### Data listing
+---+

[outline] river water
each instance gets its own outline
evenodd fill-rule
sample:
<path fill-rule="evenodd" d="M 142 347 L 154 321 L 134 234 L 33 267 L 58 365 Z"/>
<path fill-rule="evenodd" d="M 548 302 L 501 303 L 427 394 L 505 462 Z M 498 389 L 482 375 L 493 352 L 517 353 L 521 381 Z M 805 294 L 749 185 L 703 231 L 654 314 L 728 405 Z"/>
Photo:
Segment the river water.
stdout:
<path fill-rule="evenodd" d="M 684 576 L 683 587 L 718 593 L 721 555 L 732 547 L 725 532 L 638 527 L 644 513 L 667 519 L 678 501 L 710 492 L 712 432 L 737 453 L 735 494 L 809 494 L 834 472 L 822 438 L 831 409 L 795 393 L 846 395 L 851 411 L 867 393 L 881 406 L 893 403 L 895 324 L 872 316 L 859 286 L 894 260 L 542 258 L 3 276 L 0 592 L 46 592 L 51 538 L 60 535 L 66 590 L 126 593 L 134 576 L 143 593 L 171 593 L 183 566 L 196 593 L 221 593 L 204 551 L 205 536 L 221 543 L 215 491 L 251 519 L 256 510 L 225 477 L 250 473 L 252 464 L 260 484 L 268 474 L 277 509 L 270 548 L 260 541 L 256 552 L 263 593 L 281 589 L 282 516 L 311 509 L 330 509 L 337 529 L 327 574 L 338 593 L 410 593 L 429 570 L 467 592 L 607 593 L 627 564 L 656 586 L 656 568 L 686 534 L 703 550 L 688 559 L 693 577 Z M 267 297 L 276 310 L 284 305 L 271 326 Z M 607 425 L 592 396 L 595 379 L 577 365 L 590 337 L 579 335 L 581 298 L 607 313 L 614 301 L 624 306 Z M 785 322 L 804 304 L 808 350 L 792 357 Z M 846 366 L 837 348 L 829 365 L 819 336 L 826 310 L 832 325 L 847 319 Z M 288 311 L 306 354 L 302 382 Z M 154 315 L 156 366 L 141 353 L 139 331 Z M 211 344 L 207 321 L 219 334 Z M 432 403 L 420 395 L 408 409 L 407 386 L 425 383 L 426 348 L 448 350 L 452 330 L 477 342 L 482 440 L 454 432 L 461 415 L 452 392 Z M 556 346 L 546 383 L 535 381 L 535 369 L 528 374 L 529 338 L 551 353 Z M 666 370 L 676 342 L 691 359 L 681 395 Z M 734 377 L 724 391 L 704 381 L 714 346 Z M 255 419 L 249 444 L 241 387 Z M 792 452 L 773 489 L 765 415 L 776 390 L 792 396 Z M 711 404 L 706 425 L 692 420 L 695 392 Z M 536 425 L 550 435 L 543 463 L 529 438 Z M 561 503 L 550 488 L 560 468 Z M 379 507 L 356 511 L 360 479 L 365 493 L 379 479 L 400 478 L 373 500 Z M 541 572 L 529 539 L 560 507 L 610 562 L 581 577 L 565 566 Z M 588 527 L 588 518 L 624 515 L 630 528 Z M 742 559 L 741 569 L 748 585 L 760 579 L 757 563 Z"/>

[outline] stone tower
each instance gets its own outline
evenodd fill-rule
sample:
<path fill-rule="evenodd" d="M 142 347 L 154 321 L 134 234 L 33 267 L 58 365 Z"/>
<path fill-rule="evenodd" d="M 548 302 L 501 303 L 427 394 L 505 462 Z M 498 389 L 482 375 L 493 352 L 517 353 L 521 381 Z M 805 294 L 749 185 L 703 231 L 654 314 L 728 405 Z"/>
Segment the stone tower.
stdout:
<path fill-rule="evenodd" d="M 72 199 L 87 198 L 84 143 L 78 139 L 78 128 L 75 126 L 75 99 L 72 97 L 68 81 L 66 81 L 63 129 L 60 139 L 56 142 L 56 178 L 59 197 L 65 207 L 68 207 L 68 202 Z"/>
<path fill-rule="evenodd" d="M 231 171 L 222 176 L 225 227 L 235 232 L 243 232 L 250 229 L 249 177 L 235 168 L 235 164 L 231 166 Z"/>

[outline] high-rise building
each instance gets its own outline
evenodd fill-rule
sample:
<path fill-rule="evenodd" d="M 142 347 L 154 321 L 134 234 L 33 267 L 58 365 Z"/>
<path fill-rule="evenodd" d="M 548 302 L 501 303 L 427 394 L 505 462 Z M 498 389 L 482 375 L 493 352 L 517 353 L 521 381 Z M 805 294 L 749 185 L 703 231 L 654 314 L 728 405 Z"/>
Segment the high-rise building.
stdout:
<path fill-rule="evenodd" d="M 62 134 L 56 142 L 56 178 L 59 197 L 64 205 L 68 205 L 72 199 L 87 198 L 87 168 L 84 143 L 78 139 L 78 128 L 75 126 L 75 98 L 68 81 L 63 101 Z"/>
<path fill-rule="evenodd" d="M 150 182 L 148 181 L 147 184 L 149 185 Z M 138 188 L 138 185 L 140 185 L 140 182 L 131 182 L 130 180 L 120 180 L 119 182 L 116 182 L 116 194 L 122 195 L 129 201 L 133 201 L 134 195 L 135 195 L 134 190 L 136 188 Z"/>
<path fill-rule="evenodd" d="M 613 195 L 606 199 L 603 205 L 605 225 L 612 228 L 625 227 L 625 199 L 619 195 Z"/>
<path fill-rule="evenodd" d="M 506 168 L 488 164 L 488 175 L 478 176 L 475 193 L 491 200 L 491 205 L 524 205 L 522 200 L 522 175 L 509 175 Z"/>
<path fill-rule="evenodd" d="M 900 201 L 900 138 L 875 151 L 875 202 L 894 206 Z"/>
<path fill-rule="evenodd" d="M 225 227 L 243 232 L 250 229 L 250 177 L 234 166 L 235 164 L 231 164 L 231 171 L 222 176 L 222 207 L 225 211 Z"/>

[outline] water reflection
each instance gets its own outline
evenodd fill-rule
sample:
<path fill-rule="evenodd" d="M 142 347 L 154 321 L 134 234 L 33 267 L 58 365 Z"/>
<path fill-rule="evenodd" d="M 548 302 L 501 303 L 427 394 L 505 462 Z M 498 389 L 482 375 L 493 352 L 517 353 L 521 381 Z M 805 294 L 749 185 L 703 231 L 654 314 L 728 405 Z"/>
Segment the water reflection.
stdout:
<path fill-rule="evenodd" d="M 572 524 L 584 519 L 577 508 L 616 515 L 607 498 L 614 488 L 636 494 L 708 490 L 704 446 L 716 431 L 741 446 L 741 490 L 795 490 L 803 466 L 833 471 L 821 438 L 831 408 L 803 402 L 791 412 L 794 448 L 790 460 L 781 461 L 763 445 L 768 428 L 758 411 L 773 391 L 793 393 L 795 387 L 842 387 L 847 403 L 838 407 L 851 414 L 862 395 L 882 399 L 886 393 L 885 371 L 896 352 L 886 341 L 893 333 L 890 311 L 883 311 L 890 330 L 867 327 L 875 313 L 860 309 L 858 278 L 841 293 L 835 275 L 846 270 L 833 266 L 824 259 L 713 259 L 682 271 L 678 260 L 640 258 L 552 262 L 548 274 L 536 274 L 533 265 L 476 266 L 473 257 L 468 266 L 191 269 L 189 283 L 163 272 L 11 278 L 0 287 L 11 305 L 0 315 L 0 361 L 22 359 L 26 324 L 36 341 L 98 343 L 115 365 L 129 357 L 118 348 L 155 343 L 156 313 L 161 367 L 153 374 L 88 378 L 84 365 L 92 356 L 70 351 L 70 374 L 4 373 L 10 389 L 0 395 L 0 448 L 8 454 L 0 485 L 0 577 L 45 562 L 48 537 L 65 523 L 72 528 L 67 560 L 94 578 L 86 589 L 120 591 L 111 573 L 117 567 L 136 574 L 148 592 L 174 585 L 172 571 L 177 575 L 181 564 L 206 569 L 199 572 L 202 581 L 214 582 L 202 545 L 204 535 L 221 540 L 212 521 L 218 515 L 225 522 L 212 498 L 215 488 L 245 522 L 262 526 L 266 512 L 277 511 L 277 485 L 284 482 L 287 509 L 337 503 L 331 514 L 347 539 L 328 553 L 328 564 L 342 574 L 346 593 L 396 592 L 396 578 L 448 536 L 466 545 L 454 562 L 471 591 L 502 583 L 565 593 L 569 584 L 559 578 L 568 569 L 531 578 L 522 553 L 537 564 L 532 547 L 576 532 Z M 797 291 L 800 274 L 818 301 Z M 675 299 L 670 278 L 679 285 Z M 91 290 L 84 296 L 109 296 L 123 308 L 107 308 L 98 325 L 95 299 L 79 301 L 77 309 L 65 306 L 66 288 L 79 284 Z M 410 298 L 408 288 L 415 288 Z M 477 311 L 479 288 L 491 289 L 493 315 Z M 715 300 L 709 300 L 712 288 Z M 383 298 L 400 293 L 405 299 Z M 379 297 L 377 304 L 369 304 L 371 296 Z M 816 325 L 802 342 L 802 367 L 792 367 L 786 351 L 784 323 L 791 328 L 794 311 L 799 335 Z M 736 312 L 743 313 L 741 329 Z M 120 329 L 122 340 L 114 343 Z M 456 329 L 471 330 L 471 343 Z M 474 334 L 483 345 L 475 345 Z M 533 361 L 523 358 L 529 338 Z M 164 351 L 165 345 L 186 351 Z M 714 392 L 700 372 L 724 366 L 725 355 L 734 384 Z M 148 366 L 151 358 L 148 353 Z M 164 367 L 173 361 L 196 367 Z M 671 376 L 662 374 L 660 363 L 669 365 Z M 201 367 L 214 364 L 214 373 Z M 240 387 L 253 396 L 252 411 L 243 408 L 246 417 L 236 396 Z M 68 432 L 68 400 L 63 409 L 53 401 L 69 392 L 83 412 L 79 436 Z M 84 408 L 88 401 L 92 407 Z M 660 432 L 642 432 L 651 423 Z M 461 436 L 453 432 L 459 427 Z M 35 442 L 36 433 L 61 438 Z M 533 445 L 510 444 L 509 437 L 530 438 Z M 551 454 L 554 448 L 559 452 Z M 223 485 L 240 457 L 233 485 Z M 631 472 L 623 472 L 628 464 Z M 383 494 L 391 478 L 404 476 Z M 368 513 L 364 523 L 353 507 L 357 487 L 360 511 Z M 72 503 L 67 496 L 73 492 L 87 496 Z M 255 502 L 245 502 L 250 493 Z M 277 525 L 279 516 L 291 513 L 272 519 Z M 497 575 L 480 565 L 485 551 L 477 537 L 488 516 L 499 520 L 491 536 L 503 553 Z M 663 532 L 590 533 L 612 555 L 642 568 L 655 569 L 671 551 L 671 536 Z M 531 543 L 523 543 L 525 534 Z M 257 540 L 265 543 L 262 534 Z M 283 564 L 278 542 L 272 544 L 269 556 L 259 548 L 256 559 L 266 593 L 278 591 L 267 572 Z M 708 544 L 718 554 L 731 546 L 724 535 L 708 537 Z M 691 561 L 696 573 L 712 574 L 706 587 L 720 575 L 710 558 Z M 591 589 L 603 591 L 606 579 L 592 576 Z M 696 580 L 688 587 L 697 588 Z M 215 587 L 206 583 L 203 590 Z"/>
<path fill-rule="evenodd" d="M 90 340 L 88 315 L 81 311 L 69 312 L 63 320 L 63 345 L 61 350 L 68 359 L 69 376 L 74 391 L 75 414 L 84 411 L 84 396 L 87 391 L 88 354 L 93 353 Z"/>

+---+

### REQUIRED TASK
Copy the lines unchanged, starting at the one that contains "[outline] stone tower" and ending at the one that contains "225 227 L 243", with both of those lines included.

### FINISHED EXERCISE
[outline] stone tower
each instance gets its own outline
evenodd fill-rule
sample:
<path fill-rule="evenodd" d="M 142 347 L 154 321 L 134 234 L 33 267 L 58 365 Z"/>
<path fill-rule="evenodd" d="M 548 302 L 501 303 L 427 394 L 505 462 Z M 498 389 L 482 375 L 493 352 L 517 353 L 521 381 Z M 805 294 L 749 185 L 703 231 L 654 314 L 728 405 Z"/>
Segment the stone tower.
stdout:
<path fill-rule="evenodd" d="M 72 199 L 87 198 L 84 143 L 78 139 L 78 128 L 75 126 L 75 99 L 72 97 L 68 81 L 66 81 L 63 129 L 60 139 L 56 142 L 56 178 L 59 197 L 65 207 L 68 207 L 68 202 Z"/>
<path fill-rule="evenodd" d="M 231 171 L 222 176 L 225 227 L 235 232 L 243 232 L 250 229 L 249 177 L 235 168 L 235 164 L 231 166 Z"/>

[outline] high-rise building
each instance gets its own outline
evenodd fill-rule
sample:
<path fill-rule="evenodd" d="M 142 347 L 154 321 L 134 234 L 33 267 L 58 365 Z"/>
<path fill-rule="evenodd" d="M 548 302 L 501 303 L 427 394 L 505 462 Z M 498 389 L 482 375 L 493 352 L 517 353 L 521 381 Z M 805 294 L 749 185 L 703 231 L 654 314 L 728 405 Z"/>
Segment the high-rise building.
stdout:
<path fill-rule="evenodd" d="M 62 134 L 56 142 L 56 178 L 59 197 L 64 205 L 68 205 L 72 199 L 87 198 L 87 168 L 84 143 L 78 139 L 78 128 L 75 126 L 75 98 L 68 81 L 63 101 Z"/>
<path fill-rule="evenodd" d="M 150 182 L 148 181 L 147 184 L 149 185 Z M 138 188 L 138 185 L 140 185 L 140 182 L 131 182 L 130 180 L 120 180 L 119 182 L 116 182 L 116 194 L 122 195 L 129 201 L 133 201 L 134 195 L 135 195 L 134 190 L 136 188 Z"/>
<path fill-rule="evenodd" d="M 613 195 L 606 199 L 603 205 L 605 225 L 612 228 L 625 227 L 625 199 L 619 195 Z"/>
<path fill-rule="evenodd" d="M 506 168 L 488 164 L 488 175 L 478 176 L 475 193 L 491 200 L 491 205 L 524 205 L 522 200 L 522 175 L 509 175 Z"/>
<path fill-rule="evenodd" d="M 900 201 L 900 138 L 875 151 L 875 202 L 894 206 Z"/>
<path fill-rule="evenodd" d="M 225 227 L 243 232 L 250 229 L 250 177 L 234 166 L 235 164 L 231 164 L 231 171 L 222 176 L 222 207 L 225 211 Z"/>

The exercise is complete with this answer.